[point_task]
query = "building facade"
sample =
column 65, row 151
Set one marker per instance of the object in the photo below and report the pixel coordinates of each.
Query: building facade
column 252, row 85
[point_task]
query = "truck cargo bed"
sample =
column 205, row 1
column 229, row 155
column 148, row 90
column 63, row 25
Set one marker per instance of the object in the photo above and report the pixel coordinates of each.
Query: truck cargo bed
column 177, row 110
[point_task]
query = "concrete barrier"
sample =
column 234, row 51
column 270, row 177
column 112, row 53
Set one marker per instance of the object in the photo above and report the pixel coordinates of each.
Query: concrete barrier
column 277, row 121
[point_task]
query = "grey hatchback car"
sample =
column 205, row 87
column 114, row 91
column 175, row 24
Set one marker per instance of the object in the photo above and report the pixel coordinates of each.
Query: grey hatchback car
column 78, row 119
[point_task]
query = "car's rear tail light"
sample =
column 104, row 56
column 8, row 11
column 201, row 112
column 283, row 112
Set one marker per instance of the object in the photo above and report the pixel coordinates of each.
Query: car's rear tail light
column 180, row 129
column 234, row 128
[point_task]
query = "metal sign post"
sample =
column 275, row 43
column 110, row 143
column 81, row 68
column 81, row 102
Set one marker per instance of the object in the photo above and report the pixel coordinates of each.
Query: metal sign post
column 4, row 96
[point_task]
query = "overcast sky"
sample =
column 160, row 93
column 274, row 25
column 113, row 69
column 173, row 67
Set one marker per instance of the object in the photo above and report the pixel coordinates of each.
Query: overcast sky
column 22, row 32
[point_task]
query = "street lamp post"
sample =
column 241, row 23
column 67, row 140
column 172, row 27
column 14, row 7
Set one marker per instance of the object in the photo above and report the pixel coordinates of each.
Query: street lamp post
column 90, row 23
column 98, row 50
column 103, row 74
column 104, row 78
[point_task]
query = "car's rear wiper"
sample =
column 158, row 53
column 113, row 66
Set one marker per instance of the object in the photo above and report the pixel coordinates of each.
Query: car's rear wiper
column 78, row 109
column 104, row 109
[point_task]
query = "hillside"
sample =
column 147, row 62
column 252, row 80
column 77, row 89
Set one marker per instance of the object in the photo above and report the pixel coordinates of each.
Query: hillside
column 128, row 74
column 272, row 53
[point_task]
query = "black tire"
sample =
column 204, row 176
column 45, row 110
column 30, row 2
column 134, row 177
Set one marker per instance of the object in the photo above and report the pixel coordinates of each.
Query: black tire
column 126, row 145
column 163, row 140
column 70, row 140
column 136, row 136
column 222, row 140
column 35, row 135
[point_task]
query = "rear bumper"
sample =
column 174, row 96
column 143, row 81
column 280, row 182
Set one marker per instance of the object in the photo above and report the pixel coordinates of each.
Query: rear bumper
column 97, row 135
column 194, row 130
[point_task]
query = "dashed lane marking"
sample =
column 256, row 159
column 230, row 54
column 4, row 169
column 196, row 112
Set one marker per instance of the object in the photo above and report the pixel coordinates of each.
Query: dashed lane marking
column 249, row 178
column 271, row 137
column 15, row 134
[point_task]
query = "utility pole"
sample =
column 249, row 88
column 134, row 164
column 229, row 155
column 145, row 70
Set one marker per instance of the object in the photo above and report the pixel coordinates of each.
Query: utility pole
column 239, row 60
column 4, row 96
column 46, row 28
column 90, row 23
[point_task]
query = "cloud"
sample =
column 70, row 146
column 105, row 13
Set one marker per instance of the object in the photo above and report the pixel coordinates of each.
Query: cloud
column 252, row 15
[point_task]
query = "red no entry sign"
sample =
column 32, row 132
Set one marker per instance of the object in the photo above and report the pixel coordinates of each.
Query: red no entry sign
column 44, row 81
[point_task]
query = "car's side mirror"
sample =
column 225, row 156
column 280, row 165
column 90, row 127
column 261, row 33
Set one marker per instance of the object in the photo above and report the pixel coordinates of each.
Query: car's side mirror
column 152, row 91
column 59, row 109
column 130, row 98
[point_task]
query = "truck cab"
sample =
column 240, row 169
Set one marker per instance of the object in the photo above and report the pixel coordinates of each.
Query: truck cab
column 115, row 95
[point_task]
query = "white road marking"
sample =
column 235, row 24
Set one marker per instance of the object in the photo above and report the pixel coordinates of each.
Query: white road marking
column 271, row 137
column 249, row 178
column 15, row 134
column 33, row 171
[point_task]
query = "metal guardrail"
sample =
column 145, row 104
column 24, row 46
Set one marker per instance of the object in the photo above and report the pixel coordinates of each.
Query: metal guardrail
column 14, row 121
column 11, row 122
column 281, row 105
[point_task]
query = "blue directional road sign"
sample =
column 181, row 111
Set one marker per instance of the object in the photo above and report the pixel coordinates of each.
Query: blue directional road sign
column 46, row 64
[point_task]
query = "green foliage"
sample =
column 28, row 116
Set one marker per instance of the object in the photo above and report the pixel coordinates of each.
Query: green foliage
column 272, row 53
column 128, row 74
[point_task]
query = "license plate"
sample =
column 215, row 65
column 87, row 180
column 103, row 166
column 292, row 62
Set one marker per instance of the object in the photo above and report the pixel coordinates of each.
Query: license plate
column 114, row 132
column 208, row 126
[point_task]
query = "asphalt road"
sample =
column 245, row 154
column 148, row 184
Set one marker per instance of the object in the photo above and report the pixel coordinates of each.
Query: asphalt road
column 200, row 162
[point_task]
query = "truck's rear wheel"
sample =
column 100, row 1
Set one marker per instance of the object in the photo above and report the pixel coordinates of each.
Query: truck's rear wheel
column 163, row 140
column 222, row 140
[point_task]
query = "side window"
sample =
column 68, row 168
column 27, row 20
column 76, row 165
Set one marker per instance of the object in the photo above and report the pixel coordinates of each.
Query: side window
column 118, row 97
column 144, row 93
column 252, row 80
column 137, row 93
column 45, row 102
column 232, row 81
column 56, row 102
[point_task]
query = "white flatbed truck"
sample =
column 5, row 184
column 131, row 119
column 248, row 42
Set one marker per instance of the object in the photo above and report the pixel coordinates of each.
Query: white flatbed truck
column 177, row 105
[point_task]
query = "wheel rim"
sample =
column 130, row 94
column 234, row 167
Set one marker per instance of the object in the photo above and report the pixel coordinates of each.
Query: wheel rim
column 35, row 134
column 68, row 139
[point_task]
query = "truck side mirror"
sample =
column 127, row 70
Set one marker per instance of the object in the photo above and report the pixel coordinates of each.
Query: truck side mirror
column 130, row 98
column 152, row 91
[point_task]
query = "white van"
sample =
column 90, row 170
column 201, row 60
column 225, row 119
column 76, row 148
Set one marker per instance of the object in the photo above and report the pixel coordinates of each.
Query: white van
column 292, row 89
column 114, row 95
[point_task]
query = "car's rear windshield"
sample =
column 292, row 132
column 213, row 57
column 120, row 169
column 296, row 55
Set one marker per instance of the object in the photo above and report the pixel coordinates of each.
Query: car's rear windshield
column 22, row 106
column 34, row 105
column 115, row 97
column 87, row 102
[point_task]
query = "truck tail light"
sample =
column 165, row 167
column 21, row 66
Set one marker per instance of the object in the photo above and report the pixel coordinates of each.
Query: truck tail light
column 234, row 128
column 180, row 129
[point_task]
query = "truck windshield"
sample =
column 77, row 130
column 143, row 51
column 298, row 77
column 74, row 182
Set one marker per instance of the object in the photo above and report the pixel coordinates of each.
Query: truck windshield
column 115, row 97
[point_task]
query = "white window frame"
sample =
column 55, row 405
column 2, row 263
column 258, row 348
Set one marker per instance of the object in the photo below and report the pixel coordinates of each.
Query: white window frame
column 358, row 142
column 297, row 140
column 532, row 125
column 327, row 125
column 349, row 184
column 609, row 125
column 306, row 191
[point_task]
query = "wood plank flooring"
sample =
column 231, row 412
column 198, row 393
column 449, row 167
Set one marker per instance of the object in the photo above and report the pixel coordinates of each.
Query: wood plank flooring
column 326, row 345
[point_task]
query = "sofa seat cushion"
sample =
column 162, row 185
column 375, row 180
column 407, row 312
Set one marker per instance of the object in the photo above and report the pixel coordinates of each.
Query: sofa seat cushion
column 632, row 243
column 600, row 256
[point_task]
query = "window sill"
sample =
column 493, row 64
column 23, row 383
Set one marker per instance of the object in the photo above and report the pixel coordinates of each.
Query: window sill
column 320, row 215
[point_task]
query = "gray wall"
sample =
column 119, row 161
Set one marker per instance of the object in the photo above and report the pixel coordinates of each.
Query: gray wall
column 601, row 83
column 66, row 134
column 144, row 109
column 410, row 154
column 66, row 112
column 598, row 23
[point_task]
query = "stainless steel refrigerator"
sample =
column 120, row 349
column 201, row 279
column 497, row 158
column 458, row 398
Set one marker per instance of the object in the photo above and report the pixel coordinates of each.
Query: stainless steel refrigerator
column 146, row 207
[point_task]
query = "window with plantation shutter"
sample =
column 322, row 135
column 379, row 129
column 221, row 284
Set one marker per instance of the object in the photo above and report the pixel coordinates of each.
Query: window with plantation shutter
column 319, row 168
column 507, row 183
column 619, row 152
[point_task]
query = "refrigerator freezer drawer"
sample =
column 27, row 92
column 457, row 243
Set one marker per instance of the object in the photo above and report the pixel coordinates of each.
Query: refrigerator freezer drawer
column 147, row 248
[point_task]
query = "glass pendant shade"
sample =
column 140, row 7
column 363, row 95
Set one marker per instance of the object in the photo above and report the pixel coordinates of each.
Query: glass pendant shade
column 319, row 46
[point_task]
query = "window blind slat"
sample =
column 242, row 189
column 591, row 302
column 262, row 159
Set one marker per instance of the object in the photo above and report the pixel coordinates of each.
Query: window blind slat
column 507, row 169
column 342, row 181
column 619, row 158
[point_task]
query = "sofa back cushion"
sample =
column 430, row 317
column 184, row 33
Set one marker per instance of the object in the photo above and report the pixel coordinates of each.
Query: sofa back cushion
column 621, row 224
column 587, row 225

========

** WHAT YOU ARE ASKED TO DO **
Can you rewrite the part of the records that runs from their very start through the line containing "column 177, row 110", changing every "marker" to "pin" and leaving everything else the same?

** THE ANSWER **
[point_task]
query = "building facade"
sample =
column 65, row 151
Set one pin per instance of the object in the photo below and report the pixel coordinates of each.
Query: building facade
column 252, row 85
[point_task]
query = "truck cargo bed"
sample =
column 205, row 1
column 229, row 155
column 148, row 90
column 63, row 25
Set one pin per instance of the object in the photo above and report the pixel coordinates of each.
Query: truck cargo bed
column 177, row 110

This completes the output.